(EXERCISE MATERIAL):

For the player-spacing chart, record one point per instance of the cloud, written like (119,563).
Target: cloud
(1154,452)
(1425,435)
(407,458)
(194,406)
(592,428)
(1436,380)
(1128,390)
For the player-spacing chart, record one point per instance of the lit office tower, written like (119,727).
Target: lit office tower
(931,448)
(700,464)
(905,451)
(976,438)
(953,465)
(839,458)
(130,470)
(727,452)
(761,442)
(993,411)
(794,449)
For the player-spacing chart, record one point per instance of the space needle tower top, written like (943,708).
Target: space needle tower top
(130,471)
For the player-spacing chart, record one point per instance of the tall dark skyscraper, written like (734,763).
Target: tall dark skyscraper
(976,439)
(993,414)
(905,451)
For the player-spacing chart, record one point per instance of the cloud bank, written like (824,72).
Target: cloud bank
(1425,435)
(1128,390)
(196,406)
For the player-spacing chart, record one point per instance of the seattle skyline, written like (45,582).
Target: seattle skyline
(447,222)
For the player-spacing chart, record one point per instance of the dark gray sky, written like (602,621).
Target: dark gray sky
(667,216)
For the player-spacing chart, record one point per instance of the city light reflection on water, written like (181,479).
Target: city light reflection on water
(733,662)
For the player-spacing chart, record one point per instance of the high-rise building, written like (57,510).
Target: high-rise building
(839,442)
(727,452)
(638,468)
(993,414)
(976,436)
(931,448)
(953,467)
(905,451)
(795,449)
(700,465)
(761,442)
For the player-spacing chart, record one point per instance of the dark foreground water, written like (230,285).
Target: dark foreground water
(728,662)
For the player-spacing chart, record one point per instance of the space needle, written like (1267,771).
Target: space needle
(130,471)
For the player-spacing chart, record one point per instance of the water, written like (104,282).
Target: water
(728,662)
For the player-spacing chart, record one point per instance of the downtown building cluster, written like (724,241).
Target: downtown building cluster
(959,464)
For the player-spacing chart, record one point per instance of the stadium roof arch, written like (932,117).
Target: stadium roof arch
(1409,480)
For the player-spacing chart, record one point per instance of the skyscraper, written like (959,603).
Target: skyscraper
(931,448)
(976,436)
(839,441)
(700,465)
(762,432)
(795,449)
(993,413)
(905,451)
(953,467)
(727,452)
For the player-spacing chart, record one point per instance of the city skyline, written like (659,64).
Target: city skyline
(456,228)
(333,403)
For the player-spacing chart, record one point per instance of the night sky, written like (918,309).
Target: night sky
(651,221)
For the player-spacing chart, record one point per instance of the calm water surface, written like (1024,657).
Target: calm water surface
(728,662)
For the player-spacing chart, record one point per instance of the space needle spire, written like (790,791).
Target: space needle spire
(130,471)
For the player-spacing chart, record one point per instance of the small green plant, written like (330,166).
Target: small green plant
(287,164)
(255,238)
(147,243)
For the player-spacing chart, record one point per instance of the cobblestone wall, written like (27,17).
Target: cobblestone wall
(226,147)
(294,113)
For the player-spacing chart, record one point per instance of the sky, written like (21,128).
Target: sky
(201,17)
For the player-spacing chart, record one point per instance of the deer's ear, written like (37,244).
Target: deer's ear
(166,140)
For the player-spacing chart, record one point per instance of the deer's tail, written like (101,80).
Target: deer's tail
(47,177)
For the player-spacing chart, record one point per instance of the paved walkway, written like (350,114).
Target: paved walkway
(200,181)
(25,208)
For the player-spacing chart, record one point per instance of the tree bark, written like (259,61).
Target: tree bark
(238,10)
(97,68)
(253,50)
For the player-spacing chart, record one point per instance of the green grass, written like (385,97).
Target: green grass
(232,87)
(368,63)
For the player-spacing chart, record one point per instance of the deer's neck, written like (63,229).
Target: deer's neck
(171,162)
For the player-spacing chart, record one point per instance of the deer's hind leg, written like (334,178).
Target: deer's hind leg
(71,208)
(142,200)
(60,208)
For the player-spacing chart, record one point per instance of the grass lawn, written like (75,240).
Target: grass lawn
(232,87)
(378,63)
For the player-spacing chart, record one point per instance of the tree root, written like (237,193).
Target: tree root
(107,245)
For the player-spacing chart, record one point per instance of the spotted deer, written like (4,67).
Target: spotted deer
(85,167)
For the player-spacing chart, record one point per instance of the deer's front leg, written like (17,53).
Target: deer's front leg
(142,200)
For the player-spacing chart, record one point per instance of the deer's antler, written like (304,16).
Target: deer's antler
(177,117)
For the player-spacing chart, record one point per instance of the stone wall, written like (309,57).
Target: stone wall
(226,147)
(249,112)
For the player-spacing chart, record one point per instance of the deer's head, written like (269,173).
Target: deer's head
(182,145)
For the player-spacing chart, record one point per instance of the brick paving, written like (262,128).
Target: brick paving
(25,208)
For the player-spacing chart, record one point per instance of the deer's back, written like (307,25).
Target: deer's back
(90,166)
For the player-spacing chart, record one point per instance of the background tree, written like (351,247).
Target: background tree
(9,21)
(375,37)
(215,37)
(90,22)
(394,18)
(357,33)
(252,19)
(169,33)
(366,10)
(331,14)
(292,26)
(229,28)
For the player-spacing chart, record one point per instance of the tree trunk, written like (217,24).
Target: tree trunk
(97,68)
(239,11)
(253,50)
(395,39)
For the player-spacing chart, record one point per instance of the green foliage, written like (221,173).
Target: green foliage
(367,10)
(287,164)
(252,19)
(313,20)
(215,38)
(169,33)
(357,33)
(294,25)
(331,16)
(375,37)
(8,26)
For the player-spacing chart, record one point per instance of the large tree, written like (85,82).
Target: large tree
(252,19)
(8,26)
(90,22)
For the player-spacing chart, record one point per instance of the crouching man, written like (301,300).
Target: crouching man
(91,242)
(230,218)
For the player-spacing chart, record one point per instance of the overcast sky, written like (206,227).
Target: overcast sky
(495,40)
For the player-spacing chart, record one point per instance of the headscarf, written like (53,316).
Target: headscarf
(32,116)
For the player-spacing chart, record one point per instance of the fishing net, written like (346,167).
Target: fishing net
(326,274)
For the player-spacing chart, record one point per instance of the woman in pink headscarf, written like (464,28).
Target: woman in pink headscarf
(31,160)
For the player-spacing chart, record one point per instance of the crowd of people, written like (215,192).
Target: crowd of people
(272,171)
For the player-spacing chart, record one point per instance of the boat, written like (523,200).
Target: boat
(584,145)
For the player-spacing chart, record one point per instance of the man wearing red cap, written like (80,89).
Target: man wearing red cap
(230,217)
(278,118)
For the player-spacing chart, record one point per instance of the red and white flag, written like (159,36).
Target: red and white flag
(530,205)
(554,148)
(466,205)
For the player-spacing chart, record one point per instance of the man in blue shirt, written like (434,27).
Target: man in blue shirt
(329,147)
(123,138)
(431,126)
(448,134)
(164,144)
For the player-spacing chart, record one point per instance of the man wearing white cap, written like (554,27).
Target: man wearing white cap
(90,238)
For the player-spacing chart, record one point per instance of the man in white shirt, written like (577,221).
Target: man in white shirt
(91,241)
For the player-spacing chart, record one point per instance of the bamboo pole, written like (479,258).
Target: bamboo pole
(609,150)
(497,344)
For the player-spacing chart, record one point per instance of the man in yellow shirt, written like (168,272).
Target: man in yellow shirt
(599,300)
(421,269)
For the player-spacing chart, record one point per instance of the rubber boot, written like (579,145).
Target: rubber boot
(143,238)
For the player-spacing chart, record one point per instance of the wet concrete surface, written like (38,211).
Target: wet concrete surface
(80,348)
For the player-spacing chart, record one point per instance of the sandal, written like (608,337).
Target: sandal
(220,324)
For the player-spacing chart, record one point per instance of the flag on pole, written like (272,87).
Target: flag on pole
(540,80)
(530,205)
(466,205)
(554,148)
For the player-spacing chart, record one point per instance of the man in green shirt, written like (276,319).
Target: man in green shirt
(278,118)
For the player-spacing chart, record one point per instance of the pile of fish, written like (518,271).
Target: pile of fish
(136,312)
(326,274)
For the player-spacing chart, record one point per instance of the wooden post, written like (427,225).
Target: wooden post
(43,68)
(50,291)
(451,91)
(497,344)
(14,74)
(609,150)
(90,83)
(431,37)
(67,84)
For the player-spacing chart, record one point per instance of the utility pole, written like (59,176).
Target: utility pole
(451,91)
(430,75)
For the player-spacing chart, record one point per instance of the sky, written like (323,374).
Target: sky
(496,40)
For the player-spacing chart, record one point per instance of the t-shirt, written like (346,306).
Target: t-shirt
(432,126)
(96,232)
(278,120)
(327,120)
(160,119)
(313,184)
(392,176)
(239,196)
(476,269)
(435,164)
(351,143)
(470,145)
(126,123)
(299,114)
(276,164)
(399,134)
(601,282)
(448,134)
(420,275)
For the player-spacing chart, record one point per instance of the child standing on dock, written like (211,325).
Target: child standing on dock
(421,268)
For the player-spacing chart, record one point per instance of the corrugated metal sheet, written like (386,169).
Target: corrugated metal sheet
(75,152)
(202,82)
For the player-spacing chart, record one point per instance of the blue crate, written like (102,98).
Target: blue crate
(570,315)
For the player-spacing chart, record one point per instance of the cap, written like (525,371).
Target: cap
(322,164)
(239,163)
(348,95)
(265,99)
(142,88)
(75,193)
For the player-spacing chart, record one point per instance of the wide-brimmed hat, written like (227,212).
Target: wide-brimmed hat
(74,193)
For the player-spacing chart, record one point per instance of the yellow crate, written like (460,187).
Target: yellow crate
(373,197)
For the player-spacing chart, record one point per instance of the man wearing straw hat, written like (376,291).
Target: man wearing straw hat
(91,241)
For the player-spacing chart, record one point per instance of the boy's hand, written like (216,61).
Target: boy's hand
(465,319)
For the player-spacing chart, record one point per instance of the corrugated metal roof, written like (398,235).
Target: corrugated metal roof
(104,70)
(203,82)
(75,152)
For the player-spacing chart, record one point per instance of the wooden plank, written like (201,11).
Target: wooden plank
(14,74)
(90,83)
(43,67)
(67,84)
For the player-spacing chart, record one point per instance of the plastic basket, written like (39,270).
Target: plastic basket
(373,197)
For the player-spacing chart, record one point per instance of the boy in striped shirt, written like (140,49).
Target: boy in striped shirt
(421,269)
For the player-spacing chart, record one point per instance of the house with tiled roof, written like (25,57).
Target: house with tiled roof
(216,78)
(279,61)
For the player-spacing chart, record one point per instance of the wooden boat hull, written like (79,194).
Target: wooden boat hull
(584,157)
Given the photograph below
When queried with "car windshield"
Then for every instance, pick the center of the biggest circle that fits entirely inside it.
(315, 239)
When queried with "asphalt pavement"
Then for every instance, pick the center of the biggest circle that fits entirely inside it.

(EXERCISE REQUIREMENTS): Each line above that contains "When" must be copied out.

(TASK RESPONSE):
When queried with "car windshield"
When queried with "asphalt pavement"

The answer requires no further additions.